[DIRECTION] Reproduce the material word for word; the images stay out.

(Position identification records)
----------

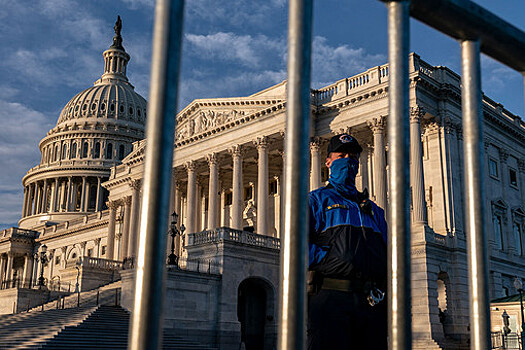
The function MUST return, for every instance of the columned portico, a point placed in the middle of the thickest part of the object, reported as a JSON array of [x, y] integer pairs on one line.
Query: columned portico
[[237, 188], [378, 126], [126, 228], [135, 216], [191, 204], [262, 185], [416, 167], [213, 191], [315, 165], [111, 229]]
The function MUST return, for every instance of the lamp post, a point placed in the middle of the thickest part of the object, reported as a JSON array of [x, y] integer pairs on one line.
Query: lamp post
[[519, 287], [77, 285], [43, 258], [173, 259]]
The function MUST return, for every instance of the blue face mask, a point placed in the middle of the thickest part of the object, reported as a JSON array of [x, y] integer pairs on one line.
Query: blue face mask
[[342, 176]]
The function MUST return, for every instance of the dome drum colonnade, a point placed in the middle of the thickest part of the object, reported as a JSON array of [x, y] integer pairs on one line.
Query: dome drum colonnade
[[94, 132], [220, 188]]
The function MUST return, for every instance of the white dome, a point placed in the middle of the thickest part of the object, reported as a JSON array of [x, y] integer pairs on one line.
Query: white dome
[[107, 99]]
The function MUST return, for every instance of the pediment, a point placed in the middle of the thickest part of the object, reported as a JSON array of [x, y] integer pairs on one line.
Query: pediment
[[500, 204], [518, 212], [202, 116]]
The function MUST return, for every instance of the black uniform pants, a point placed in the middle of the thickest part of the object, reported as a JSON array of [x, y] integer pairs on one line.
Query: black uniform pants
[[345, 320]]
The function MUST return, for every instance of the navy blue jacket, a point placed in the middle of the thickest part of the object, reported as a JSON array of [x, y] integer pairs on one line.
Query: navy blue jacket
[[345, 241]]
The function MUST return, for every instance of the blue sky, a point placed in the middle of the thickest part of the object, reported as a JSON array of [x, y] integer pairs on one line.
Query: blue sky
[[52, 49]]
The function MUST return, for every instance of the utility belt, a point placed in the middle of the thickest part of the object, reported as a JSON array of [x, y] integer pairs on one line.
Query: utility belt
[[316, 282]]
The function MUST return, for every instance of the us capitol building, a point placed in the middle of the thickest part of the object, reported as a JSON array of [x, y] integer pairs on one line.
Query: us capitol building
[[82, 201]]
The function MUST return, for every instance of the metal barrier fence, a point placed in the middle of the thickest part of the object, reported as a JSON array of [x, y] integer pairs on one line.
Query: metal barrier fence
[[476, 29], [500, 340]]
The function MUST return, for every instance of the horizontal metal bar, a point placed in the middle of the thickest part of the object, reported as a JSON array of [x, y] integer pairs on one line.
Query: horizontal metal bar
[[466, 20]]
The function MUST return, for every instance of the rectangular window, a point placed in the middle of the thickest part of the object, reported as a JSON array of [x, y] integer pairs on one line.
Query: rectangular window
[[272, 187], [248, 193], [513, 177], [493, 168], [498, 233], [229, 198], [518, 239]]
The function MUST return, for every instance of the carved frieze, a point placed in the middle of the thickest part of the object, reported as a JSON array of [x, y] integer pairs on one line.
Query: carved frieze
[[206, 120]]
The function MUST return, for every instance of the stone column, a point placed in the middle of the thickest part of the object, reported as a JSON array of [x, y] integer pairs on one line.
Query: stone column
[[191, 203], [54, 196], [29, 209], [37, 199], [212, 192], [83, 198], [24, 203], [9, 269], [28, 270], [126, 225], [44, 198], [99, 195], [3, 262], [224, 219], [315, 164], [416, 167], [236, 213], [262, 185], [135, 216], [97, 244], [378, 126], [69, 197], [112, 205]]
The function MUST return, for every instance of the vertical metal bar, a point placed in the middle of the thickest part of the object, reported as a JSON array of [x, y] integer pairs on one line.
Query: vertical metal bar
[[399, 314], [293, 261], [146, 325], [474, 195]]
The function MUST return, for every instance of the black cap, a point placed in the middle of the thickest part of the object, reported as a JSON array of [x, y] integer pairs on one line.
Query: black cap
[[344, 143]]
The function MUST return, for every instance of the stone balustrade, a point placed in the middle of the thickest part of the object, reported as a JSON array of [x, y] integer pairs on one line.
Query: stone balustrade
[[228, 234], [18, 232], [97, 263]]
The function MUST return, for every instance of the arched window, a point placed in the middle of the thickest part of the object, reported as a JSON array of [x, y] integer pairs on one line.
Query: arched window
[[121, 152], [85, 147], [109, 151], [73, 151], [97, 150], [498, 234]]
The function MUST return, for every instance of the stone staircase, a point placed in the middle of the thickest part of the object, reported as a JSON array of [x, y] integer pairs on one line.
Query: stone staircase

----------

[EXERCISE ANSWER]
The function MUST return, for every instance of the columned portico, a point placed in the middle of the thickest part of the object, reported as a JSON array of [x, y] integer pairs on one line.
Query: columned portico
[[237, 188], [378, 126], [126, 228], [135, 216], [191, 204], [262, 185], [416, 167], [213, 191], [315, 165], [111, 229]]
The function MUST return, for every instance of the lamp post, a point placed in the middle of the thickest part of the object, reported as a JSON array of [x, y] integer pairs on one line.
Query: lamp post
[[519, 287], [77, 285], [43, 258], [173, 259]]
The function MUST return, for every instance of the blue face mask, a point placed in the middle of the thickest part of the object, reported as a JSON array of [x, y] integer pairs on one line.
Query: blue face mask
[[342, 176]]
The function MUST return, for every instance of the dome drum colonnade, a point placed in the middle of the thickest part of the object, reported as a JSON array of [x, y] integer pairs on one line.
Query: dome drum colonnade
[[94, 132], [220, 188]]
The function MUST return, for every instance of the white dome, a point placed in the middle of the thickest part of the object, reported as a JSON array of [x, y] integer pairs on one line.
Query: white dome
[[107, 99]]
The function MUST return, for every instance of the pediment, a point placed in the middle of the thickest part of the object, reported as a JSON array of [x, y] integer pairs on one line.
Query: pediment
[[500, 204], [518, 212], [202, 116]]
The function MUST return, for every instance of the black uniform pants, a point placed in the middle of the thickest part of the object, reported as a JSON array of [x, y] integer pairs on one line.
Query: black uniform pants
[[345, 320]]
The function MUST return, for every instance of the navy blue jacket, a point placed in the middle of the thickest part of the object, reported as a JSON array of [x, y] integer pairs on one line.
Query: navy blue jacket
[[345, 241]]
The function MUST return, for every instance of the blue sky, a point placed in the middle of the thickest part of the object, reported as a JSON array of [x, y] integer pairs on one line.
Query: blue sky
[[52, 49]]
The function MUST return, for every instance of the utility belt, a point placed in the middle of the thickest part of the object, reported as a JSON array of [x, y] integer pairs on one line.
Query: utility belt
[[316, 282]]
The function MUST return, for every instance of the us capitol building, a point placed in the middle of the thickest part of the object, reported as a JSON array of [x, y] integer pairs on one line.
Query: us capitol building
[[82, 201]]
The function MUST return, for every instance of the metal barrier fence, a point placed in the middle of the thickest part of the object, reported as a JSON array of [x, y] integer pairs on one line.
Query: metal barrier fence
[[476, 29], [500, 340]]
The function MUST return, for every instance of the horizontal metal bar, a point placed in the middle of the thickest part of the object, reported as a JSON array of [x, y] integer pairs on one line.
Query: horizontal metal bar
[[466, 20]]
The function MUST return, for every instance of the rectangular window, a point placed in the middle of the thickest part of the object, reported as a JSON array of [x, y] integer pairs on one line.
Query: rectangular window
[[272, 187], [248, 193], [513, 177], [493, 168], [498, 233], [229, 198], [518, 239]]
The function MUST return, for every instance of the carved frieze, a point placed in the middle of the thickest part of the object, reported as a JSON array of [x, y] integer pairs on one line.
Query: carved frieze
[[206, 120]]
The function MUST return, for every instance of the stone column, a point placed in the middle of the thickest part of the object, reported as a JSON array of [x, y] integer pairs on one line.
Query: stone column
[[191, 203], [54, 196], [29, 209], [37, 199], [212, 192], [83, 198], [24, 203], [9, 269], [28, 270], [126, 225], [44, 198], [99, 195], [3, 262], [224, 219], [315, 164], [416, 167], [236, 213], [262, 185], [135, 216], [97, 244], [378, 126], [69, 197], [112, 205]]
The function MUST return, for every instance of the vertical metal bar, a point placed in the middle of the thickest part of the object, reported as a JSON array of [x, y] integer pairs on one line.
Query: vertical metal bar
[[399, 314], [293, 261], [146, 325], [474, 195]]
The function MUST return, for every instance of the black cap, a point placed in the middle of the thickest part of the object, reported as a JSON array of [x, y] integer pairs on one line.
Query: black cap
[[344, 143]]
The function MUST return, for every instance of the stone balustrade, a point placed in the middle of the thickest part of the object, reported as a JSON array of [x, y] integer pairs on one line.
Query: stone balustrade
[[228, 234], [18, 232], [97, 263]]
The function MUST return, for every instance of the arched window, a point placed in the middle of the thickest part of the object, reported as a JSON array of [x, y] integer pairs on one line.
Query: arched window
[[121, 152], [85, 147], [109, 151], [73, 151], [97, 150], [498, 234]]
The function MUST return, for every instance of the stone staircase, a point placed in the middle of the thickest part of the object, reported as a JSON array of [x, y] integer pairs on one line.
Query: stone staircase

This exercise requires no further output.